*DESCRIPTION OF THE TASK*.
Reproduce the records below word for word, from the first line through the line containing "57 101 159 139".
[start DATA FOR THIS TASK]
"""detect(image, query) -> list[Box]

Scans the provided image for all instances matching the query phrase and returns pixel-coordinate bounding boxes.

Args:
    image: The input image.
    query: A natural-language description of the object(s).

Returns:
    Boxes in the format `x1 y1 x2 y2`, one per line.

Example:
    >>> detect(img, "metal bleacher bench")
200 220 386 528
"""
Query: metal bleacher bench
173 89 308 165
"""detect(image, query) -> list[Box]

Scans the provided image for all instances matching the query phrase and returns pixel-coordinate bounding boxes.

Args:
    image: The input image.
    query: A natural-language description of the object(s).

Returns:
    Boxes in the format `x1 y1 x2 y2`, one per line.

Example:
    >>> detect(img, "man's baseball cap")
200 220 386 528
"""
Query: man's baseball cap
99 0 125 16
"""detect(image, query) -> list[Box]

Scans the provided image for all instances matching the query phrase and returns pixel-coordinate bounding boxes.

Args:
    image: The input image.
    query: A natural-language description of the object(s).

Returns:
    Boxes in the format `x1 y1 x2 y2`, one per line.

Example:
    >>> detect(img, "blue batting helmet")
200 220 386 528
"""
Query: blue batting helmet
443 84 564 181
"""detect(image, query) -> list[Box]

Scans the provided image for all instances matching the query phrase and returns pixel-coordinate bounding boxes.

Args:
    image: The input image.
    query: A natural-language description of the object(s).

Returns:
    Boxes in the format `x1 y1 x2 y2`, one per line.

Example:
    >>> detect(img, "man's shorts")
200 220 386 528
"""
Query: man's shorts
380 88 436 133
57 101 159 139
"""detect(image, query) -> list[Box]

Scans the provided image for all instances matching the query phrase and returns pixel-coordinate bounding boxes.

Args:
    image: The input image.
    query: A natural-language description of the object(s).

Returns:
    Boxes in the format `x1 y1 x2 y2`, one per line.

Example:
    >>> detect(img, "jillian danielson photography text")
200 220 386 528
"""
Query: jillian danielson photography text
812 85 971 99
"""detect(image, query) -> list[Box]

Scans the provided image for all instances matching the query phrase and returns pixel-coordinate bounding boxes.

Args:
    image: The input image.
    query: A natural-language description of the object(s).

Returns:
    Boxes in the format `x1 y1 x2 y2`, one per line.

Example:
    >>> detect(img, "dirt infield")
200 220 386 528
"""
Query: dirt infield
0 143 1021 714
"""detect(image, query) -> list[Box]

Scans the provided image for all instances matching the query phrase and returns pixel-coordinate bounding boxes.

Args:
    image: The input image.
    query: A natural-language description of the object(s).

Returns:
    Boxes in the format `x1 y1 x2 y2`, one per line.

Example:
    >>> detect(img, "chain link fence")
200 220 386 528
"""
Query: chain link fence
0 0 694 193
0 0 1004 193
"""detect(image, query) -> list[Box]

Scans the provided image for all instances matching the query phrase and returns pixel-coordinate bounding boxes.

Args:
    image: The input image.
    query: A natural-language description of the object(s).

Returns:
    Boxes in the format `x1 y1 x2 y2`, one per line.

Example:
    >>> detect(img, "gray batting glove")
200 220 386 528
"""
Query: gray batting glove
[end DATA FOR THIS TASK]
*PROBLEM SOLUTION*.
"""detect(image, query) -> list[Box]

Scans the provided image for all instances matching the query phrase and returns pixel-coordinate bounding boxes.

Args:
    image: The input image.
    query: A natural-language description of the object(s).

Returns:
    Boxes in the format `x1 y1 x2 y2`, one per line.

Example:
    >>> detect(img, "metal bleacher bench")
200 220 386 528
"""
Query: metal bleacher bench
173 89 308 165
"""detect(image, query) -> list[Box]

Scans the provided image for all instances matching the query phrase and returns pixel-coordinate bounding boxes.

Args:
    image: The input image.
    query: A natural-language description of the object(s).

Returns:
    Boxes in the format `x1 y1 x2 y2`, one per line.

Example:
    >>> detect(img, "man's baseball cap")
200 220 386 528
"""
Query: man's baseball cap
99 0 125 16
"""detect(image, query) -> list[Box]

Scans the provided image for all instances matching the query phrase and returns pixel-coordinate bounding boxes.

Args:
    image: The input image.
    query: A natural-language description of the object(s).

Returns:
    Boxes in the format `x1 y1 x2 y2`, one per line.

Example:
    >>> detect(img, "blue batting helmet")
200 220 386 528
"""
Query: blue batting helmet
443 84 564 181
"""detect(image, query) -> list[Box]

Scans the provided image for all instances matching the query phrase and returns pixel-coordinate bounding boxes.

Args:
    image: The input image.
    query: A natural-language description of the object(s).

Returns:
    Boxes in the format `x1 y1 x2 y2`, one per line.

Example:
    >>> detect(img, "man's shorts")
200 220 386 528
"""
Query: man's shorts
380 88 436 133
57 101 159 139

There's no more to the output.